EXERCISE BRIEF: Reproduce each of the rows below verbatim, line for line.

--- Start EXERCISE MATERIALS ---

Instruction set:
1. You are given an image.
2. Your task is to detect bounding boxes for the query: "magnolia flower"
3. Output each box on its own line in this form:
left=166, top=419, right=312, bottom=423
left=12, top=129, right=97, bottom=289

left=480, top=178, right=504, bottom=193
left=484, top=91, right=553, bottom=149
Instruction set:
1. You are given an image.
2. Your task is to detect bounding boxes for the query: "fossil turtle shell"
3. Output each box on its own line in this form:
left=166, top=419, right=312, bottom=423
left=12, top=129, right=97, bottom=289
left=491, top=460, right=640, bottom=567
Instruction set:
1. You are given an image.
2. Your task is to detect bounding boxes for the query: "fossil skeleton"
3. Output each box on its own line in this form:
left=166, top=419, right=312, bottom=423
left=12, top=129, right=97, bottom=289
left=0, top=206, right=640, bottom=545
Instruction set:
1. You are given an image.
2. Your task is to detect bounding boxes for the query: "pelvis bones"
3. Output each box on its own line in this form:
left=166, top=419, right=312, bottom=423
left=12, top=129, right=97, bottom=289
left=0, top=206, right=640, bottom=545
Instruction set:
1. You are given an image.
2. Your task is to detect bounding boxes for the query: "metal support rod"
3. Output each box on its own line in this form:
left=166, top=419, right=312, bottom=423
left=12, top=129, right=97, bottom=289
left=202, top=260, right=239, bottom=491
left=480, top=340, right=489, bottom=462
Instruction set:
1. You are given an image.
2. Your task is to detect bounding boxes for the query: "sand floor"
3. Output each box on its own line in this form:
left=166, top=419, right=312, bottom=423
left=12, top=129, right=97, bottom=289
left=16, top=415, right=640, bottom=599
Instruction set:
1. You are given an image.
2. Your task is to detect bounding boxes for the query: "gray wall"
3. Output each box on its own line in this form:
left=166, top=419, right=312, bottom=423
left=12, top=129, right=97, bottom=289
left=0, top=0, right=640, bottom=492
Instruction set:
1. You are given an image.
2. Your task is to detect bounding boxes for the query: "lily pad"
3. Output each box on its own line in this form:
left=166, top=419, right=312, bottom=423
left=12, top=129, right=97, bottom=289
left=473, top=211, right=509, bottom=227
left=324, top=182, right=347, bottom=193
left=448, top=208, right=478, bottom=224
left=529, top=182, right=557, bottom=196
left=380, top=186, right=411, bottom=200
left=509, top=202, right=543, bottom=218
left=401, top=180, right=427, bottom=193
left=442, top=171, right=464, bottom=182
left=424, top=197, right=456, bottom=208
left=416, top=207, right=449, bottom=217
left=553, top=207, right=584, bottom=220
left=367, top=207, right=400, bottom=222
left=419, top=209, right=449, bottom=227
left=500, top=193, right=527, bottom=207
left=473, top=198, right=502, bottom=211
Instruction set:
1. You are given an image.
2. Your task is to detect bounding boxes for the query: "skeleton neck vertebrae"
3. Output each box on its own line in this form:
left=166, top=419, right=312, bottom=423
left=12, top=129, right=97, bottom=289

--- End EXERCISE MATERIALS ---

RESULT OF THIS EXERCISE:
Instruction set:
1. You are given an image.
2. Your task is to detect bounding boxes for the query: "magnolia flower"
3. Output each box on its own line in this form:
left=166, top=419, right=312, bottom=423
left=12, top=129, right=97, bottom=289

left=480, top=178, right=504, bottom=193
left=484, top=91, right=553, bottom=149
Instruction set:
1. You are given an image.
2. Your task is to detect bounding boxes for the query: "fossil turtle shell"
3. Output each box on its own line in this form:
left=166, top=419, right=312, bottom=423
left=12, top=129, right=97, bottom=289
left=491, top=460, right=640, bottom=567
Instruction set:
1. You are given an image.
2. Your task is to detect bounding boxes for the query: "fossil skeleton"
3. Output each box on its own line in this form:
left=166, top=419, right=312, bottom=423
left=12, top=129, right=97, bottom=289
left=0, top=206, right=640, bottom=545
Instruction set:
1. You are given an image.
2. Your task is to detect bounding boxes for the query: "pelvis bones"
3. Output each box on its own line in this form:
left=166, top=419, right=312, bottom=423
left=12, top=129, right=97, bottom=289
left=0, top=206, right=640, bottom=545
Instruction set:
1. You are given an image.
2. Your task is to detect bounding boxes for the query: "metal support rod"
3. Output each box on its own line in this form:
left=166, top=419, right=312, bottom=423
left=12, top=129, right=97, bottom=289
left=202, top=260, right=239, bottom=491
left=480, top=340, right=489, bottom=462
Instruction set:
1. You are given an image.
2. Your task is to detect bounding boxes for the query: "sand floor"
3. Output each box on its own line in this form:
left=166, top=419, right=312, bottom=423
left=12, top=129, right=97, bottom=289
left=16, top=415, right=640, bottom=599
Instruction set:
1. You are given an image.
2. Your task is to detect bounding boxes for the query: "gray wall"
3. Output each box on its own line in this form:
left=166, top=419, right=312, bottom=423
left=12, top=129, right=97, bottom=289
left=0, top=0, right=640, bottom=492
Instruction set:
1. You are given an image.
2. Your task is to detect bounding boxes for the query: "lily pad"
3. Output each box on its own line in this form:
left=166, top=419, right=312, bottom=423
left=12, top=129, right=97, bottom=289
left=473, top=211, right=509, bottom=227
left=324, top=182, right=347, bottom=193
left=448, top=208, right=478, bottom=224
left=529, top=182, right=557, bottom=196
left=380, top=186, right=411, bottom=200
left=509, top=202, right=543, bottom=218
left=401, top=180, right=427, bottom=193
left=442, top=171, right=464, bottom=182
left=424, top=197, right=456, bottom=208
left=416, top=207, right=449, bottom=217
left=553, top=207, right=584, bottom=220
left=367, top=207, right=400, bottom=222
left=419, top=209, right=449, bottom=227
left=500, top=193, right=527, bottom=207
left=473, top=198, right=502, bottom=211
Instruction set:
1. You are given an image.
2. Your task is to detect bounding boxes for the query: "skeleton neck vertebrae"
3. Output each box on its own line in this form:
left=166, top=419, right=312, bottom=423
left=12, top=129, right=97, bottom=289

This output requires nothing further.